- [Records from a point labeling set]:

[START]

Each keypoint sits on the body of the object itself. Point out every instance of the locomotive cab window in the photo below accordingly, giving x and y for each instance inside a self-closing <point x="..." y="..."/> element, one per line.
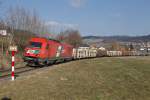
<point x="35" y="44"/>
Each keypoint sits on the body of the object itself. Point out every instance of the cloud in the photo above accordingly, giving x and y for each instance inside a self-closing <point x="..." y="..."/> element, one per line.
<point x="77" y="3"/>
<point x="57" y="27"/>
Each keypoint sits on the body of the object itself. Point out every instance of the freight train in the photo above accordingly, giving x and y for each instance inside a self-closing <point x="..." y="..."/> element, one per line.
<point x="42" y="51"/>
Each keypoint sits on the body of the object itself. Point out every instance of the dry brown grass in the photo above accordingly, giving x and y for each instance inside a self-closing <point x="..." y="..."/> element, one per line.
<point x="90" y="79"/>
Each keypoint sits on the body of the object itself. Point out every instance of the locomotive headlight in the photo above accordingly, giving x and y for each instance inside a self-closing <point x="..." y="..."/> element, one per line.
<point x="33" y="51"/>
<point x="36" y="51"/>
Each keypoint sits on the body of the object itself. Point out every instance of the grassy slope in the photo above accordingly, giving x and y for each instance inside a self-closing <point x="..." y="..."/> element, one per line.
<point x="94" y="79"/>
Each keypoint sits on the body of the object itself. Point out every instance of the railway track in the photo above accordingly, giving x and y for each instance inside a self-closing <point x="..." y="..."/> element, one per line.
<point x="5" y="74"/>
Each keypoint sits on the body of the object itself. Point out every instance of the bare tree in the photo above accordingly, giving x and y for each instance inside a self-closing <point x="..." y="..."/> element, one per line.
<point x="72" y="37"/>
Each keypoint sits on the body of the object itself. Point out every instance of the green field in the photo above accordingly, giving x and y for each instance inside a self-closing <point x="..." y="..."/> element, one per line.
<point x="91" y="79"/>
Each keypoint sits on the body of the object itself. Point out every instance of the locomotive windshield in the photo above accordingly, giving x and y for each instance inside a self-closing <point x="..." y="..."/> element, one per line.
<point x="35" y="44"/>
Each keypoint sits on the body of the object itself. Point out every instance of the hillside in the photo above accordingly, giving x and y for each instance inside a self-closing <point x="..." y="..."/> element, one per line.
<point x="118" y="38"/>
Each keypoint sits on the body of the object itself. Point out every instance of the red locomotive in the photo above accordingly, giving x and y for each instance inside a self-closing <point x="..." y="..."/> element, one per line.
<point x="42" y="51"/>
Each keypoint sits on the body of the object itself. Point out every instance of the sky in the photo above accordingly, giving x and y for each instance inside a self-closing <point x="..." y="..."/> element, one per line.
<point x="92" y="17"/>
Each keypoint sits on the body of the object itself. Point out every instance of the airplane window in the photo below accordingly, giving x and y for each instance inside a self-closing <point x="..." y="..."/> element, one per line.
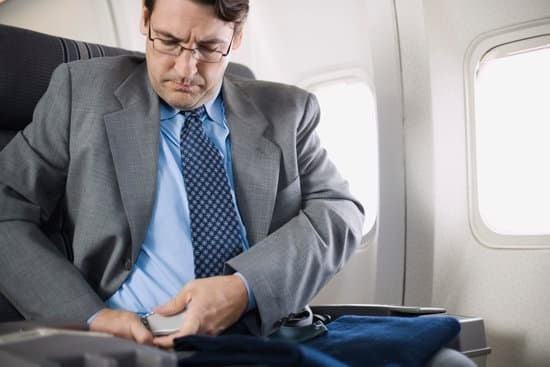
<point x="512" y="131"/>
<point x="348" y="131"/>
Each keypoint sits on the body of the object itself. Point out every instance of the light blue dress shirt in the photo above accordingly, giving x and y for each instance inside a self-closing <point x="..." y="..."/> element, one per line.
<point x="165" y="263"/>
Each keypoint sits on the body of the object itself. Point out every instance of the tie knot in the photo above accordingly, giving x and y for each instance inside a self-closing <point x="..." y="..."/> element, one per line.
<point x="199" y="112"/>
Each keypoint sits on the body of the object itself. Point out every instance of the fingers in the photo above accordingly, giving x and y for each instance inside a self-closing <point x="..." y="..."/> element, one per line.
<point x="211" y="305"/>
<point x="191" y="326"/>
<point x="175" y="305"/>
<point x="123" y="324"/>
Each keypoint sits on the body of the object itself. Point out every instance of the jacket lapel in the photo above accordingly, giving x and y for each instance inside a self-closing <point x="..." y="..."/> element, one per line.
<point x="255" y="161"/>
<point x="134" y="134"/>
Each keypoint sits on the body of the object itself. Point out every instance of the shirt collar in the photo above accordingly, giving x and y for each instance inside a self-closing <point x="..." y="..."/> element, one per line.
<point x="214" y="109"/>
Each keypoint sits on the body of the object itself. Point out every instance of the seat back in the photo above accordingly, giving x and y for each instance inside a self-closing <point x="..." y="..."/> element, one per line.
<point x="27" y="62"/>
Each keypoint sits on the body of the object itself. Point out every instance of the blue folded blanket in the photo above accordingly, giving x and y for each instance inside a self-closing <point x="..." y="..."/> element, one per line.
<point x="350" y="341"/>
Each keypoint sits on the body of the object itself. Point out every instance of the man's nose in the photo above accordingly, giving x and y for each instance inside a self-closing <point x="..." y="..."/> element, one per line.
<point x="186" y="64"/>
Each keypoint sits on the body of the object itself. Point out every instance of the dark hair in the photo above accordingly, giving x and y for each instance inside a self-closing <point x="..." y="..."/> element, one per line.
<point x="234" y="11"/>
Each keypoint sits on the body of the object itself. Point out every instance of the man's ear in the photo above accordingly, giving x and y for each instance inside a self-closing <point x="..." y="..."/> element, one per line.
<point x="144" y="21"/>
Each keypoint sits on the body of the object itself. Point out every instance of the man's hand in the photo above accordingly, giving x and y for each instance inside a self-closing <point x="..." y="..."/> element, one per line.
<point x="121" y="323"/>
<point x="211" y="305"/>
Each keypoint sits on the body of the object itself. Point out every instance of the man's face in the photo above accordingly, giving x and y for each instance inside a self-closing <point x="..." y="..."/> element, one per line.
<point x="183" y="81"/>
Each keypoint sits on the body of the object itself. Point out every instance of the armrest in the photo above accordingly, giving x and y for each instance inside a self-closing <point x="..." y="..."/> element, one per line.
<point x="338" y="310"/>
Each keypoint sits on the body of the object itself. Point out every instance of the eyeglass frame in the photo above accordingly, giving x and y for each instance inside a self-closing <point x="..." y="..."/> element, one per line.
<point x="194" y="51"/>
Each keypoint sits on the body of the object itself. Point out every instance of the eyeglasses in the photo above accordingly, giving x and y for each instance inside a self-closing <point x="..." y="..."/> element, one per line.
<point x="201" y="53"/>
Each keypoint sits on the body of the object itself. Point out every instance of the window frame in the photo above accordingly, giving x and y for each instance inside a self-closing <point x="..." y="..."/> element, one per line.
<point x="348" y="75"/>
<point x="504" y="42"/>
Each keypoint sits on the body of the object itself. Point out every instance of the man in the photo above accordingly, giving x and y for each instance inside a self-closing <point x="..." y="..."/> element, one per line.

[END]

- [INSTRUCTION]: Retype the entries word for word, starting with the line that contains "the eyeglass frame" and continuing through the end of the entries.

- [EXERCISE ANSWER]:
Each keypoint sits on the body of the object itself. Point out every instance of the eyeglass frame in the photo above accordingly, giving x and y for each instance inside a self-closing <point x="..." y="..."/> element, one per line.
<point x="194" y="51"/>
Each keypoint sits on the body of the object itself. Point out every instance of the eyeglasses in the photo above accordingly, giving x and y for each instance inside a self-closing <point x="..." y="..."/> element, one per line.
<point x="201" y="53"/>
Each keypoint sits on the body of the object itself. Point out every instance of the window frame in the photo above accordingly, giving x and y for each instance inside a self-closing <point x="..." y="..."/> element, one per line.
<point x="348" y="75"/>
<point x="504" y="42"/>
Each keypoint sits on the body of the object itself. Point out every instance of the man in the photo above accordingly, giving x and y for each instance inside a self-closing <point x="..." y="..."/> element, one per line.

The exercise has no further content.